* DATA FOR ANALYSIS *

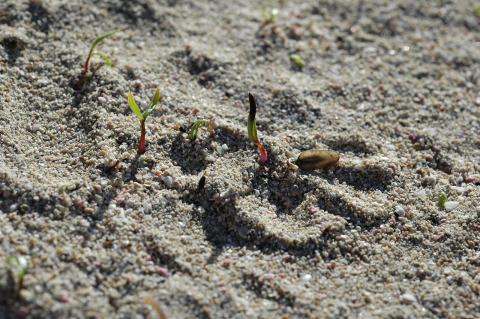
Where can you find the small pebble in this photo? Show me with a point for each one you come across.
(451, 205)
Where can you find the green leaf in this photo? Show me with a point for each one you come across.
(105, 57)
(193, 133)
(134, 107)
(20, 264)
(442, 199)
(251, 124)
(155, 99)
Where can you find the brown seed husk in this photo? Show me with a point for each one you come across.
(317, 159)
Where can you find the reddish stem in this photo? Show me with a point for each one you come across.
(263, 153)
(141, 141)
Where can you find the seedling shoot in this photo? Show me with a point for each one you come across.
(252, 129)
(19, 266)
(142, 116)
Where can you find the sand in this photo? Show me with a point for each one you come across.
(393, 87)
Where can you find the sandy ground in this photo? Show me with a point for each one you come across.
(392, 86)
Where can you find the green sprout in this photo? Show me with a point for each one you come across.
(442, 199)
(105, 58)
(193, 132)
(142, 116)
(19, 266)
(252, 129)
(297, 61)
(476, 11)
(84, 76)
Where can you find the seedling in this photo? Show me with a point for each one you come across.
(252, 129)
(19, 266)
(315, 159)
(442, 199)
(142, 116)
(84, 76)
(297, 61)
(476, 11)
(193, 132)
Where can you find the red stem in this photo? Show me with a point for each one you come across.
(141, 141)
(263, 153)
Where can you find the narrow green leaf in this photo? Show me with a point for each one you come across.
(134, 107)
(155, 99)
(193, 133)
(105, 57)
(251, 124)
(442, 199)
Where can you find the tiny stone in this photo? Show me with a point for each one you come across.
(451, 205)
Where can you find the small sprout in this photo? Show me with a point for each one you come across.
(142, 116)
(84, 76)
(105, 58)
(252, 129)
(193, 132)
(442, 199)
(269, 15)
(317, 159)
(476, 11)
(297, 61)
(201, 183)
(19, 266)
(292, 166)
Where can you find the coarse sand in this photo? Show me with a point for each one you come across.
(392, 86)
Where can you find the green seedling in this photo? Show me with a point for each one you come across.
(252, 129)
(19, 267)
(476, 11)
(142, 116)
(193, 132)
(84, 76)
(442, 199)
(297, 61)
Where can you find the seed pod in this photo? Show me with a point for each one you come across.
(317, 159)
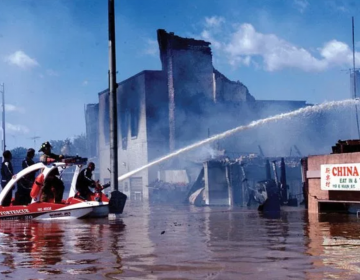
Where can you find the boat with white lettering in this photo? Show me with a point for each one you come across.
(73, 207)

* PROBLEM REQUIREMENTS *
Your answer must be the full listing, copied exactly, with no pictures in it.

* TASK RESPONSE *
Where can you find the small pebble in this photo? Show me with a point for each one you come across.
(451, 205)
Where can you find the green leaf in this photo? Show me with a point for each one you come across.
(105, 57)
(193, 133)
(134, 107)
(20, 264)
(442, 199)
(251, 124)
(155, 99)
Where can you find the brown seed husk in this photo? Show me with a point for each one you come across.
(317, 159)
Where can you find the reddish stem in this photo? Show me with a point for each one you come across.
(263, 153)
(141, 141)
Where can you find the seedling shoot in this photo? Show me with a point for each one you come across.
(252, 129)
(19, 266)
(142, 116)
Where can you find the sand in this photo? Show me with a point for each one you come across.
(393, 87)
Where can you find the sandy ground in this photo? Show me with a point for each one you come across.
(392, 86)
Where can you find the green sprout in this photo? Show me with a point for each one you come across.
(442, 199)
(105, 58)
(193, 132)
(142, 116)
(19, 266)
(252, 129)
(297, 61)
(476, 11)
(84, 76)
Where can you find the seedling in this photo? Show me with a point for each one you come across.
(252, 129)
(19, 266)
(315, 159)
(442, 199)
(142, 116)
(84, 76)
(297, 61)
(476, 11)
(193, 132)
Where can you find the red stem in this photo? Show me with a point for each one you come across.
(141, 141)
(263, 153)
Where can you find the narrow green leaf in this photo? Show me with a point for each one you come across.
(134, 107)
(155, 99)
(193, 133)
(105, 57)
(251, 124)
(442, 199)
Where can you find the tiny stone in this photo? Show me with a point for each one you come across.
(451, 205)
Where can you find the small sprout in this photo? Show me with a point for each one you come across.
(142, 116)
(84, 76)
(105, 58)
(252, 129)
(193, 132)
(442, 199)
(269, 15)
(317, 159)
(476, 11)
(297, 61)
(201, 183)
(19, 266)
(292, 166)
Where can you find the coarse sand in this photo? Show me with a point for each one you come across.
(392, 86)
Where can you find the green seedling in this photo? Show me with a point for each one you come across.
(252, 129)
(19, 267)
(476, 11)
(142, 116)
(193, 132)
(84, 76)
(442, 199)
(297, 61)
Where can you find the seed pod in this photo? Show me with a point for each one you come across.
(317, 159)
Where can you find the boat with white lettering in this photo? Show me with a point for each one you come across.
(73, 207)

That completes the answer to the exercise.